• Your objective: Transcribe each line exactly.

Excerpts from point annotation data

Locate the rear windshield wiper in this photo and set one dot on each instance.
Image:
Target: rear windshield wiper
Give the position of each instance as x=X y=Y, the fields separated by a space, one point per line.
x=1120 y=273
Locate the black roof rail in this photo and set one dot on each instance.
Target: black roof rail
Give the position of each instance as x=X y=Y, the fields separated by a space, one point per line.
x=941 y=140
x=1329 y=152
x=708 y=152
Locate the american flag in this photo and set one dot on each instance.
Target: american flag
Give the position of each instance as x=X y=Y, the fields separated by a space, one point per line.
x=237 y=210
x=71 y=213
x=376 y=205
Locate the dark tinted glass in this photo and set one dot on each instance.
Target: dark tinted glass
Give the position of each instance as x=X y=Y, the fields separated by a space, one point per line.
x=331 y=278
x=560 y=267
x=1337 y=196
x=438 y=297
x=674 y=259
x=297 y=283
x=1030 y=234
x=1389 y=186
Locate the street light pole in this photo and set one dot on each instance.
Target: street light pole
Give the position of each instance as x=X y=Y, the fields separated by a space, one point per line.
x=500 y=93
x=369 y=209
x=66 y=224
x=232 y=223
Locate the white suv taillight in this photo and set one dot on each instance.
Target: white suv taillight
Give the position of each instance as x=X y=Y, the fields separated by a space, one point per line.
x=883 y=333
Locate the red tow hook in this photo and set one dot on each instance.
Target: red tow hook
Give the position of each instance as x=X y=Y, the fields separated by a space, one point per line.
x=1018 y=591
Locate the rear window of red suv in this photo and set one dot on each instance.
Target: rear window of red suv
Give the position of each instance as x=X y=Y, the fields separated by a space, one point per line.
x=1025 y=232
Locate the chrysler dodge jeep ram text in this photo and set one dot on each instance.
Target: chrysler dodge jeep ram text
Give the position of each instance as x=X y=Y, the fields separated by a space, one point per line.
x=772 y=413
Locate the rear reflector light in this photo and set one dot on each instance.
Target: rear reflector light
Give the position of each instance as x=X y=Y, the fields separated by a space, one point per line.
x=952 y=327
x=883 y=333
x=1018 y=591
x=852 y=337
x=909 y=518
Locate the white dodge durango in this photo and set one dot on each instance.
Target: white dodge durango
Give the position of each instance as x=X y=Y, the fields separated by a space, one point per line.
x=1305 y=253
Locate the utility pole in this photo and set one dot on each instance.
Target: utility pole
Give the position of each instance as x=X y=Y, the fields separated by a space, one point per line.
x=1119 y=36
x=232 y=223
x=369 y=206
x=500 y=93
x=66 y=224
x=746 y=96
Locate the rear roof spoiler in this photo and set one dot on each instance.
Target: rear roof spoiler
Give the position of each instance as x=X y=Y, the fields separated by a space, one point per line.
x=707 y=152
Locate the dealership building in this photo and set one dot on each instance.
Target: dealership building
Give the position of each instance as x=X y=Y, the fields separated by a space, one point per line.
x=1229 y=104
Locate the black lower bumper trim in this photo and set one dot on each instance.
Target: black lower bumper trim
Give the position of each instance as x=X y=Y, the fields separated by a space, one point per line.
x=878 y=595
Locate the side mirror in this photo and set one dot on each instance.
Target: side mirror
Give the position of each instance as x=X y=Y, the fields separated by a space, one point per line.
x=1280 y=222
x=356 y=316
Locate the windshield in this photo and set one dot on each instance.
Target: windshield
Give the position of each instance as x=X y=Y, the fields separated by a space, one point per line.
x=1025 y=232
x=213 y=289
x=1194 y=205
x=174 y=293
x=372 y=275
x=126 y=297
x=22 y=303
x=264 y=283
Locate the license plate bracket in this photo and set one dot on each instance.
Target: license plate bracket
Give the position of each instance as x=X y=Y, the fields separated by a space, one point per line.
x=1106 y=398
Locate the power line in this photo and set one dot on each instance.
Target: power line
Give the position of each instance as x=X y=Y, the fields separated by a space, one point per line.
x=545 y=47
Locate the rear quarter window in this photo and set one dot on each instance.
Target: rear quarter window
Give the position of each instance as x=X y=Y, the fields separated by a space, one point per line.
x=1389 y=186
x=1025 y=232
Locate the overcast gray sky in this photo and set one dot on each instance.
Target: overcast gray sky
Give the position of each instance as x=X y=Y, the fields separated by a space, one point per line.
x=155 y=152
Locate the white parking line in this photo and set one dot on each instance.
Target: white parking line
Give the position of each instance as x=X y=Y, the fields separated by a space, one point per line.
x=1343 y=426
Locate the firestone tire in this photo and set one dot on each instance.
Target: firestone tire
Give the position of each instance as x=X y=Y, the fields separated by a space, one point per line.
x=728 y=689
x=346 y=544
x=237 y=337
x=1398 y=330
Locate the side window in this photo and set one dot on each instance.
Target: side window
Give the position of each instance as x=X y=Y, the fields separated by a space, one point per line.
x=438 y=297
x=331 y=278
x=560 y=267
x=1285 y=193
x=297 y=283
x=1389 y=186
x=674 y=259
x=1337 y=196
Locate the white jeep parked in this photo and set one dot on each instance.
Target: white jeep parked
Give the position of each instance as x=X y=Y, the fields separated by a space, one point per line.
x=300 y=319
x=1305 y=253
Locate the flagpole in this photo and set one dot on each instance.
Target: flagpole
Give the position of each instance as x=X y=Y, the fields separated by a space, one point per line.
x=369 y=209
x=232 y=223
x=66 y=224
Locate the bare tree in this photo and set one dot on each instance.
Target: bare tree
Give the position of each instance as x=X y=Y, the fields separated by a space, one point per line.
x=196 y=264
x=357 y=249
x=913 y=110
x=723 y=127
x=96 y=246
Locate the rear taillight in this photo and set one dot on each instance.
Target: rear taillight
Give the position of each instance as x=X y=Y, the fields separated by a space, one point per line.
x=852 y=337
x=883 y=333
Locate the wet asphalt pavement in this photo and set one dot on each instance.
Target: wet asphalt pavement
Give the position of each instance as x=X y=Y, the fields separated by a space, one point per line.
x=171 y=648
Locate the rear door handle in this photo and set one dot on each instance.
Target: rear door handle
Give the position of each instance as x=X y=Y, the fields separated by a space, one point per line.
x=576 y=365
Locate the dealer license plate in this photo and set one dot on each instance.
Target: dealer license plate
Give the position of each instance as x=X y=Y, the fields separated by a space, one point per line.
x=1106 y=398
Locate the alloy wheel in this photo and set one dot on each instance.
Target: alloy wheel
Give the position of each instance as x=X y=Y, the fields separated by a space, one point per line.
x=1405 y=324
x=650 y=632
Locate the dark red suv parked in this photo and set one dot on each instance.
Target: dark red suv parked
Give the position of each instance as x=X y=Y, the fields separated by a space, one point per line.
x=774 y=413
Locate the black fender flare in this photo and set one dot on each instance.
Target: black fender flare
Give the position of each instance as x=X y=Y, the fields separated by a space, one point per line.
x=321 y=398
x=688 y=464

• Output for this task:
Locate the rear windshield wiper in this photo and set one dot on each instance.
Image:
Target: rear windshield wiper
Give the position of each instance as x=X y=Y, the fields separated by a space, one point per line.
x=1120 y=273
Locate the black roof rail in this photo and set one dot on each instance.
Target: black roof rail
Give the position of each instance as x=X y=Y, the fields separated by a space, one point per line.
x=941 y=140
x=1329 y=152
x=708 y=152
Locate the american flag in this photo and set one dot on each instance.
Target: american flag
Give the position of each instance as x=X y=Y, the fields separated by a space, one point per line.
x=237 y=210
x=71 y=213
x=376 y=205
Locate the dark tinted glass in this photo and set one dot on each instance.
Target: dark tinted glass
Give the position of each instance as x=X y=Y, the fields separated by a space, one point per line.
x=331 y=278
x=560 y=267
x=1337 y=196
x=438 y=297
x=674 y=259
x=297 y=283
x=1030 y=234
x=1389 y=186
Locate the street light pole in this photo and set one dot on each instance.
Target: street light pole
Give the position of each instance as x=X y=Y, the fields separated by a space, one point per line.
x=500 y=93
x=369 y=209
x=66 y=224
x=232 y=223
Locate the white suv taillight in this photo and set one dot on each instance.
Target: white suv taillight
Give the position of each instance as x=X y=Y, the fields separated by a space, one point per line.
x=883 y=333
Locate the red tow hook in this photo and set one dot on each instance.
Target: red tow hook
Give the position of each instance as x=X y=Y, the fields separated by a space, one point per line.
x=1018 y=591
Locate the rear window of red suv in this photo and set one dot on each instance.
Target: rear window of red suv
Give the position of each instance as x=X y=Y, the fields separated by a space, one point per line.
x=1025 y=232
Locate the chrysler dodge jeep ram text in this photo and set one dot on each instance.
Target: chrysler dodge jeep ram text
Give the position of each instance as x=X y=Y, the fields separated by a space, one point per line.
x=772 y=413
Locate the rear reflector light in this photo and set one dot on each instance.
Target: rear reflector light
Give the position of each instance as x=X y=Y, the fields separated by a space, one point per line.
x=952 y=327
x=883 y=333
x=1018 y=591
x=852 y=337
x=909 y=518
Locate the white dodge durango in this photo and set one dot on each instance.
Target: white dodge durango
Give the position of each instance as x=X y=Y, the fields separated by a space, one point per line.
x=1305 y=253
Locate the utility pole in this photo and set one dot on each instance.
Target: utility pole
Give the position of each instance as x=X y=Y, the fields separated by a space, one point per line.
x=1119 y=36
x=232 y=223
x=369 y=206
x=500 y=93
x=66 y=224
x=746 y=96
Locate the rear roof spoiler in this photo and set one dot on each instance.
Target: rear roof spoiler
Give the position of each instance as x=X y=Y, the fields separated by a space, one point per line.
x=707 y=152
Locate the dealership building in this photo and set one dot on each instance.
Target: dealership building
Give the position of each instance as x=X y=Y, the fields separated by a space, one point per line.
x=1229 y=104
Locate the black lower bumper trim in this photo and set one dot on each instance.
Target: black lower bumper trim
Give the position of each instance as x=X y=Y, the fields separated by a space, one point per line.
x=878 y=595
Locate the side mirror in this photo and set one dot on each instance.
Target: side mirror
Give the position of each instance as x=X y=Y, the fields separated by a space, one point per line.
x=1280 y=222
x=356 y=316
Locate the windshield in this photo and set one dot on each instance.
Target: windshield
Give the position of each instance as x=X y=Y, the fields separated by a space, one point per line.
x=1025 y=232
x=213 y=289
x=1194 y=205
x=174 y=293
x=372 y=275
x=126 y=297
x=22 y=303
x=264 y=283
Locate the license plate bracket in this photo and set one dot on each instance.
Target: license plate bracket
Give the position of each instance as x=X y=Y, the fields separated by a space, one point per line.
x=1106 y=398
Locate the power line in this photo and set one dot on each instance.
Target: power line
Give the position of each instance as x=X y=Y, the fields separated by a space, one point per line.
x=545 y=47
Locate the rear quarter window in this photo and set one dot on each instance.
Target: rear quarter window
Give the position of each instance as x=X y=Y, the fields separated by a space, one point per line.
x=1389 y=186
x=1025 y=232
Locate the overcast gray sky in this photo and set one dot on each instance.
Target: overcast gray sky
Give the position of each instance as x=X y=Y, the fields separated by a space, one point per line.
x=155 y=152
Locate the white parking line in this photo and set one dot on each instance.
Target: white parking line
Give the position of each instance as x=X y=Y, the fields separated by a space, one point per line.
x=1343 y=426
Locate the firestone tire in this photo and set one dot on each instance.
Target: firestone tire
Give the position of each instance as x=X y=Y, the fields separated by a space, one point per line.
x=728 y=689
x=346 y=544
x=237 y=337
x=1398 y=330
Locate the side window in this photo and set one dot on each instance.
Target: side window
Give the position of each instance as x=X y=Y, the fields separated by a space, one point per line.
x=438 y=297
x=331 y=278
x=560 y=267
x=1285 y=193
x=297 y=283
x=1389 y=186
x=674 y=259
x=1337 y=196
Locate the white jeep parked in this photo and set one dot on each instance.
Target: white jeep parked
Give the position of each instance as x=X y=Y, the fields separated by a space, one point per line.
x=300 y=319
x=1305 y=253
Locate the flagpole in this photo and set one dot on each instance.
Target: flagpole
Give the position of each instance as x=X y=Y, the fields separated by a space, one point per line.
x=369 y=209
x=232 y=223
x=66 y=224
Locate the bare tree in this photo and set one dot on each instance.
Target: bare tree
Give the position of each instance as x=X y=Y, the fields separated by a space, one point per line.
x=196 y=264
x=357 y=249
x=913 y=110
x=723 y=127
x=96 y=246
Locate the rear taillight in this photo and set one dot on each instance.
Target: rear taillight
Give the position of each instance as x=X y=Y, the fields separated by a space, one point per line.
x=852 y=337
x=883 y=333
Locate the wet asphalt pavement in this photo and set one dot on each instance.
Target: wet asphalt pavement
Give the position of each instance as x=X y=Y, the fields separated by a space, one point per line.
x=171 y=648
Locate the rear door handle in this photo and set one dot on each instance.
Target: rear door handle
Give the position of each instance as x=X y=Y, the fields separated by a space, one point per line.
x=576 y=365
Locate the dealer license plate in this photo and set one dot on each instance.
Target: dealer license plate
Give the position of each instance as x=X y=Y, the fields separated by a space, one point per line.
x=1106 y=398
Locate the alloy wheel in this photo and set one dot on each instance.
Target: alloy wheel
Give the position of each instance as x=X y=Y, the fields separated by a space, one point per line.
x=1405 y=324
x=650 y=632
Locate the dark red suv parked in this photo and set one dot on each instance.
Target: dark red suv parked
Give the position of each instance as x=X y=Y, the fields separated by a space, one point per line.
x=774 y=413
Locate the black fender flare in this photo and set one dot on each instance.
Target: black fender flare
Give the position of each instance as x=X y=Y, the fields separated by a space, one point per line.
x=321 y=398
x=688 y=464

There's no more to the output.